AUSGANGSDOKUMENT:
Orientierungssatz

Zu einer fehlerfreien Beweiswürdigung gehört es nicht, daß sich das Gericht mit den in Gutachten ärztlicher Sachverständiger vertretenen, voneinander abweichenden medizinischen Lehrmeinungen im einzelnen auseinandersetzt und darüber entscheidet, welche von ihnen richtig ist. Das Gericht überschreitet jedenfalls nicht die Grenzen seines Rechts, nach seiner freien aus dem Gesamtergebnis des Verfahrens gewonnenen Überzeugung zu entscheiden, wenn es im Falle eines Auseinandergehens medizinischer Meinungen über die unfallbedingte Entstehung eines Meniskusschadens unter abwägender und sachentsprechender Würdigung des Einzelfalles einer nicht nur vereinzelt vertretenen medizinischen Auffassung folgt, mögen auch anerkannte Wissenschaftler eine andere medizinische Lehrmeinung vertreten (vergleiche BSG 1958-07-17 11/8 RV 1205/56 = SozR Nr 33 zu § 128 SGG).

 

Normenkette

RVO § 548 Abs. 1 S. 1 Fassung: 1963-04-30; SGG § 128 Abs. 1 S. 1 Fassung: 1953-09-03

 

Tenor

Die Revision der Beklagten gegen das Urteil des Bayerischen Landessozialgerichts vom 18. Dezember 1969 wird zurückgewiesen.

Die Beklagte hat dem Kläger auch die Kosten des Revisionsverfahrens zu erstatten.

 

Tatbestand

Der Kläger erlitt am 24. November 1964 auf der Heimfahrt von der Arbeit einen Verkehrsunfall. Er stürzte als Soziusfahrer eines Mopeds auf regennasser Straße. Der am Tage nach dem Unfall in Anspruch genommene Facharzt für innere Krankheiten Dr. H in N stellte eine schmerzhafte Beweglichkeit im linken Kniegelenk sowie eine leichte Schürfwunde und Rötung über der Patella fest. Seine Arbeit als Installateur setzte der Kläger in der Folgezeit fort.

DATENSATZAUSZÜGE:
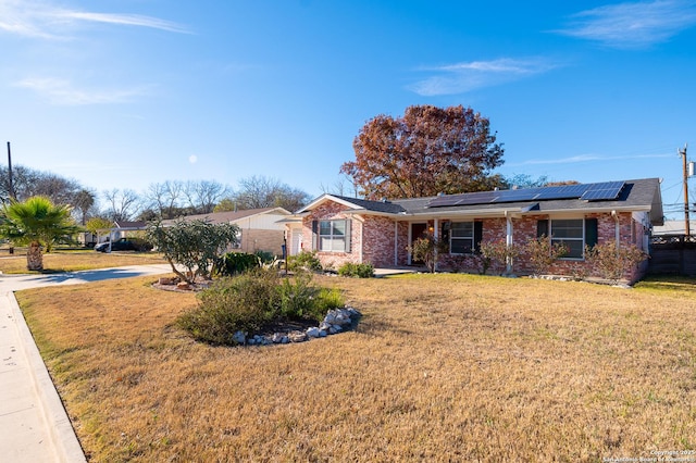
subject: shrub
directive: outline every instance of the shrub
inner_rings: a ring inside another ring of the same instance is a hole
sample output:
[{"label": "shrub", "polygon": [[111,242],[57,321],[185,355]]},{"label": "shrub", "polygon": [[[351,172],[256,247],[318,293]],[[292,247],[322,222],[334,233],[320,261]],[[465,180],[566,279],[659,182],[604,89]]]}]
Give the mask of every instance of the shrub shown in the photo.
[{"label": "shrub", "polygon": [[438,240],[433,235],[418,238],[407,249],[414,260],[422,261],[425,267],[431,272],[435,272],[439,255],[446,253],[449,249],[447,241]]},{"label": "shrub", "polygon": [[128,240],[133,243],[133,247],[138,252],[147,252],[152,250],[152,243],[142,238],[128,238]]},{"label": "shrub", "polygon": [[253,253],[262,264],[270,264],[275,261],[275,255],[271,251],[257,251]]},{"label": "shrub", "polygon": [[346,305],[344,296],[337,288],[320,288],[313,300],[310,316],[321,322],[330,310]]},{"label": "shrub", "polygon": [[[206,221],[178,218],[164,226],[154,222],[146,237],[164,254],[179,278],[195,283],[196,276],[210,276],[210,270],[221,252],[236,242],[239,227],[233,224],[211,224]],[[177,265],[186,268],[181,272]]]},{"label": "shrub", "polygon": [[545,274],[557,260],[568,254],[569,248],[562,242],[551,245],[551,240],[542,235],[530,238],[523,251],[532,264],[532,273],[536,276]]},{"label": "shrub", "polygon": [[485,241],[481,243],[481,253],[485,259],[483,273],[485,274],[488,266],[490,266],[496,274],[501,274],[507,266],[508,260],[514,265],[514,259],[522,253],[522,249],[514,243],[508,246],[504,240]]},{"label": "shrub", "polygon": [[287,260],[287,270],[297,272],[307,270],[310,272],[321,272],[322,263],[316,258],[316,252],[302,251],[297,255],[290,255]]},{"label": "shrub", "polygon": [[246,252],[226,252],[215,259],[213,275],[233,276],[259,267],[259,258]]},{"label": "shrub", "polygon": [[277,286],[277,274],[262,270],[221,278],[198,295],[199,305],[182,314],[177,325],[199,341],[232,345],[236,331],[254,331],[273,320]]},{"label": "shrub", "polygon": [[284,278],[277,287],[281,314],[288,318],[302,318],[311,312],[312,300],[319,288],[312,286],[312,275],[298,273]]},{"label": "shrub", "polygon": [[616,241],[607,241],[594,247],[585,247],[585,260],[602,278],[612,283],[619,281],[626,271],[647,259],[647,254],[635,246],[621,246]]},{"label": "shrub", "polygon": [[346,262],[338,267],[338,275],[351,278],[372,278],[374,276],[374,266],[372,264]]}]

ZU LÖSENDE AUFGABEN:
a) Beantworte zum Urteil zum Meniskusschaden die folgenden Fragen:
(i) Welches Gericht hatte das Urteil erlassen, gegen das die Beklagte Revision einlegte, und von welchem Datum ist es?
(ii) An welchem Tag erlitt der Kläger den Verkehrsunfall?
(iii) Welchen Beruf übte der Kläger aus?
b) Führe das Urteil zum Meniskusschaden im Anschluss an seinen letzten Satz fort.
Die Datensätze sind eigenständiges Material und gehören nicht zum Urteil zum Meniskusschaden.

SCHRIFTLICHE ANTWORTEN:
a)
(i) Das Bayerische Landessozialgericht, Urteil vom 18. Dezember 1969.
(ii) Am 24. November 1964.
(iii) Er war Installateur.

b)
Am 15. Oktober 1965 suchte der Kläger erneut Dr. H wegen Schmerzen im linken Kniegelenk und zeitweiser Streckhemmung auf. Dieser überwies ihn an den Facharzt für Orthopädie Dr. B in N, der röntgenologisch eine Deformierung des linken Fibulaköpfchens mit einer nach unten gerichteten beginnenden Exostose als mögliche Unfallfolge feststellte. Eine Meniskusschädigung wurde von ihm verneint. Wegen zunehmender Beschwerden - am 31. Dezember 1965 war plötzlich eine Sperre des linken Kniegelenks eingetreten - wurde der Kläger durch Dr. H in die Chirurgische Klinik der Städt. Krankenanstalten N eingewiesen und dort am 13. Januar 1966 eine Meniskusoperation vorgenommen. Die Untersuchung des entfernten Meniskusanteils durch das Pathologische Institut der Stadt N ergab herdförmige degenerative Veränderungen im Bereich der Rißstelle des medialen Meniskus.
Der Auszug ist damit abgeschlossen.